— begin Supplied passage —

- Promotional poster
- Genre: Comedy drama
- Based on: On the Spectrum by Dana Idisis; Yuval Shafferman;
- Developed by: Jason Katims
- Starring: Rick Glassman; Albert Rutecki; Sue Ann Pien; Sosie Bacon; Chris Pang; Joe Mantegna;
- Composer: Jonathan Sanford
- Country of origin: United States
- Original language: English
- No. of seasons: 1
- No. of episodes: 8

Production
- Executive producers: Jason Katims; Jesse Peretz (pilot); Jeni Mulein; Danna Stern;
- Producers: Devin Rich; Dara Weintraub;
- Production location: Los Angeles, California
- Cinematography: Tim Bellen
- Editors: Angela Catanzaro; Garret Price;
- Running time: 30 minutes
- Production companies: True Jack Productions; Yes Studios; Universal Television; Amazon Studios;

Original release
- Network: Amazon Prime Video
- Release: January 21, 2022

= As We See It =

American comedy-drama television series

As We See It is an American comedy drama television series created by Jason Katims, based on the Israeli series On the Spectrum by Dana Idisis and Yuval Shafferman. The eight-episode series premiered on Amazon Prime Video on January 21, 2022. In October 2022, the series was canceled after one season.

==Synopsis==
The series follows roommates Jack, Harrison and Violet, all in their 20s, all of whom are autistic, as they look for work, make friends, and fall in love.

— end Supplied passage —

• **Tasks for this exercise**:
1 – Answer these from the As We See It page:
(a) Where was the series produced?
(b) When was the series canceled?
(c) How long is each episode?
2 – Write a continuation of the As We See It page, picking up after its synopsis sentence.
The lines that come next are separate material and are not part of the As We See It page.

— begin Collected material —

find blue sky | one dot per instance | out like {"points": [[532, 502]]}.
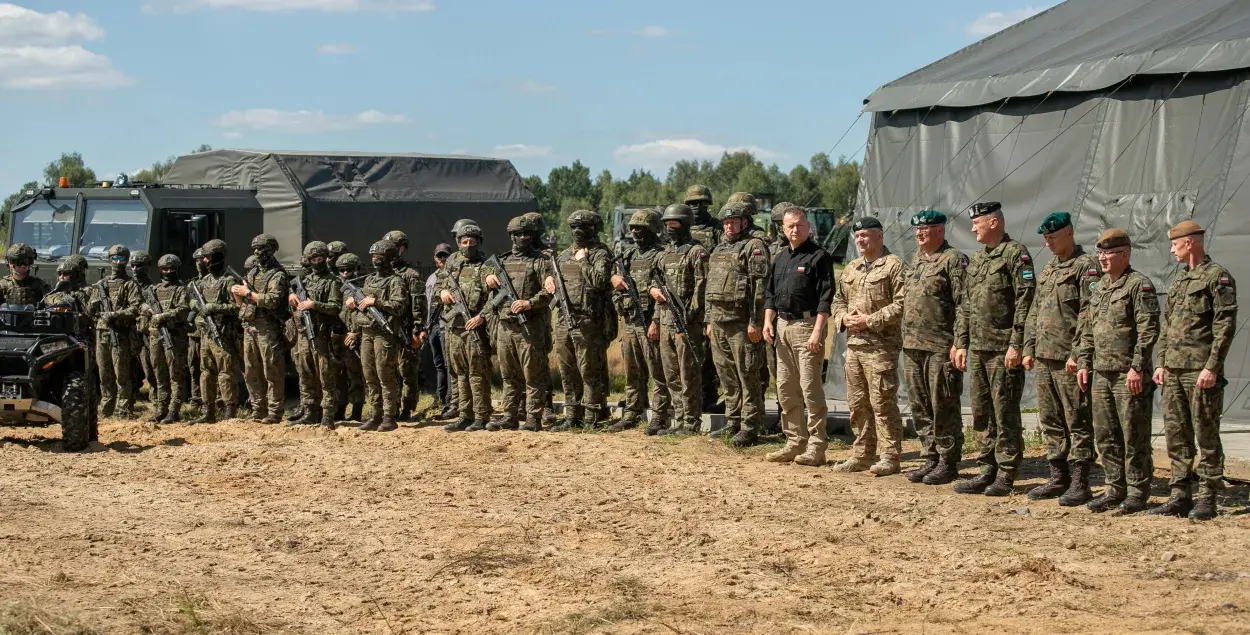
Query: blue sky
{"points": [[615, 84]]}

— end Collected material —

• **Written responses**:
1 –
(a) Los Angeles, California
(b) October 2022
(c) 30 minutes

2 –
==Cast==
- Rick Glassman as Jack Hoffman
- Albert Rutecki as Harrison Dietrich
- Sue Ann Pien as Violet Wu
- Sosie Bacon as Mandy, aide for Jack, Harrison, and Violet
- Chris Pang as Van Wu, Violet’s brother
- Joe Mantegna as Lou Hoffman, Jack's father
- Vella Lovell as Salena, Van's girlfriend
- Tal Anderson as Gia
- Alyssa Jirrels as Nicole Dietrich, Harrison's sister
- Casey Mills as Julian (episodes 2–6)
- David Futernick as John
- Délé Ogundiran as Ewatomi Kokomo
- Andrew Duff as Douglas

==Episodes==

| No. | Title | Directed by | Teleplay by | Original release date |
| 1 | "Pilot" | Jesse Peretz | Jason Katims | January 21, 2022 |
Three roommates in their 20s, Jack, Harrison, and Violet, who are autistic, living in an apartment together supported by aide Mandy, strive to navigate a world that eludes them.
| 2 | "I Apologize for My Words and Actions" | Jaffar Mahmood | Ian Deitchman & Kristin Robinson | January 21, 2022 |
Violet flirts with a delivery guy named Julian at her workplace. Harrison befriends a latchkey kid named AJ living in the building. Jack endangers his job security.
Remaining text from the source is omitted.